### Task objective
Return, word for word, the lines of the listing below from the one with "sign in the photo above." through the one with "Target: concrete planter", and no other lines.

### Provided material
•••••

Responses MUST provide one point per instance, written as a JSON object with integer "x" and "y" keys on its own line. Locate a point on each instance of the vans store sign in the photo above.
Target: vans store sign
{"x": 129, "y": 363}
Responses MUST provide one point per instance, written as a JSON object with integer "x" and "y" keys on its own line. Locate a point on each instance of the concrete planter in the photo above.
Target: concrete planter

•••••

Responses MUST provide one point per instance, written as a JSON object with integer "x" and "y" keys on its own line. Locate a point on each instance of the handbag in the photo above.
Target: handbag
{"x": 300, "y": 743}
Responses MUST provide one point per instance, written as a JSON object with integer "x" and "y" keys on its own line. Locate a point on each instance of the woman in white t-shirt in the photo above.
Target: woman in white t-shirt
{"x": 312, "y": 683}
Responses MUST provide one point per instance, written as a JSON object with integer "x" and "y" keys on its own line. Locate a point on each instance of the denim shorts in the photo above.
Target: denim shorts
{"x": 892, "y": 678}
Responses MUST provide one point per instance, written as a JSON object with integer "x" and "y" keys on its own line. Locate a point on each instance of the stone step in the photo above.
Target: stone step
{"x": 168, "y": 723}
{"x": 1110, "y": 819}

•••••

### Reply
Responses MUST provide one point per instance, written as a JSON object with integer "x" and "y" keys on its own line. Locate a point on each instance of the vans store sign in the photo above.
Target: vans store sign
{"x": 129, "y": 363}
Responses MUST provide one point per instance, written as a JSON object with integer "x" and "y" keys on its own line. Locate a point on each instance of the concrete planter in the photo above.
Target: concrete planter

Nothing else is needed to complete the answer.